=== TASK 1 ===
Write out the passage of the dog training text between "Depending on what" and "for making mistakes?", inclusive.
=== TASK 2 ===
List the kinds of reward the dog training text says a dog could receive for performing a behavior.
=== TASK 3 ===
Proceed with the dog training text on positive reinforcement, picking up after its final sentence.

=== EXTRACT PROVIDED ===

17th January 2024
Positive training vs. punishment
Through our Dog Training series, we’re suppawting you and your canine companion as you train them from home. Our efforts to make dog training easy can help set you both up for an amazing future with your pooch!
But there are some important steps to take that’ll help you become greater best friends with your dog as you train them. Perhaps the most significant step of all, positive reinforcement training is vital if you intend to encourage the best behaviour from your dog; and have fun, of course…
What is positive reinforcement training?
Positive reinforcement training is defined as ‘the encouragement of desired behaviour by offering a positive consequence’. So, this means that your dog is rewarded with something positive for performing a behaviour you’ve asked of them.
Depending on what motivates your pooch most, their reward could be treats, petting, play, and/or verbal praise. To learn more about the different types of reward you could use while training your canine companion, check out our article about finding the right reward for your dog.
How does positive reinforcement training work?
Our canine companions thrive when we give them attention. Thanks to letting them know they’ve done a good job by providing positive reinforcement, we’re giving our pups the confidence to keep trying their best.
It’s essential to discover your dog’s favourite ‘high value reward’ early on in the training process, though. Choosing a reward that your dog finds highly motivating will ensure your training sessions with them are always enjoyable, as well as educational! After all, would you prefer to be praised for your hard work, or criticised for making mistakes?

=== RECORDED INFORMATION ===
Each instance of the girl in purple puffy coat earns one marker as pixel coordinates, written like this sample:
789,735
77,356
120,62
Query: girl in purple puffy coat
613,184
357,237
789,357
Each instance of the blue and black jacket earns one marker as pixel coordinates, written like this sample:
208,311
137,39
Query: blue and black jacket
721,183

=== ANSWER AREA 1 ===
Depending on what motivates your pooch most, their reward could be treats, petting, play, and/or verbal praise. To learn more about the different types of reward you could use while training your canine companion, check out our article about finding the right reward for your dog.
How does positive reinforcement training work?
Our canine companions thrive when we give them attention. Thanks to letting them know they’ve done a good job by providing positive reinforcement, we’re giving our pups the confidence to keep trying their best.
It’s essential to discover your dog’s favourite ‘high value reward’ early on in the training process, though. Choosing a reward that your dog finds highly motivating will ensure your training sessions with them are always enjoyable, as well as educational! After all, would you prefer to be praised for your hard work, or criticised for making mistakes?

=== ANSWER AREA 2 ===
treats, petting, play, verbal praise

=== ANSWER AREA 3 ===
Connecting certain behaviours with something good helps your dog remember what they’ve done and inspires them to repeat that positive action in future.
How to use positive reinforcement
Consistency is the key to success for all types of dog training, though it’s especially important when using positive reinforcement.
An example of the effectiveness of consistent positive reinforcement can be seen when toilet training a puppy:
Step 1 – Your puppy makes the right decision to toilet outside.
Step 2 – As soon as they’ve finished what they’re doing, provide lots of praise and give your puppy their high value reward, so they associate that behaviour with your positive reaction.
Step 3 – The more you praise them and give them a reward for toileting outside, the more your puppy will want to repeat that behaviour, until it becomes second nature.
If you consistently reward your dog for doing what you ask or expect of them, the training journey will be easier for both of you!
What is punishment training?
Punishment training is intended to stop a dog from performing undesirable behaviours by punishing them whenever they do something wrong.
In terms of dog training, the different types of punishment include:
- Withholding food.
- Withholding toys.
- Withholding affection.
Here at Animal Friends, we wholeheartedly believe that positive reinforcement is the best type of training.
It’s also crucial to highlight the fact that punishment training goes against the Animal Welfare Act 2006, and your dog’s legal rights to:
- Live in a suitable environment.
- Eat a suitable diet.
- Exhibit normal behaviours.
- Be protected from pain, suffering, injury, and disease.
The reasons punishment training doesn’t work
Negative reinforcement and punishment training are cruel and ineffective.
Here are just a few of the many reasons it’s unacceptable to punish a dog, at any point in their training journey:
- Harsh punishments can damage the trust between dog and owner.
- Causing pain or fear for a ‘mistake’ may lead a dog to repeat that behaviour out of sight. For example, punishing a puppy for peeing on the carpet may result in them hiding to pee behind the sofa instead, to avoid being caught and punished.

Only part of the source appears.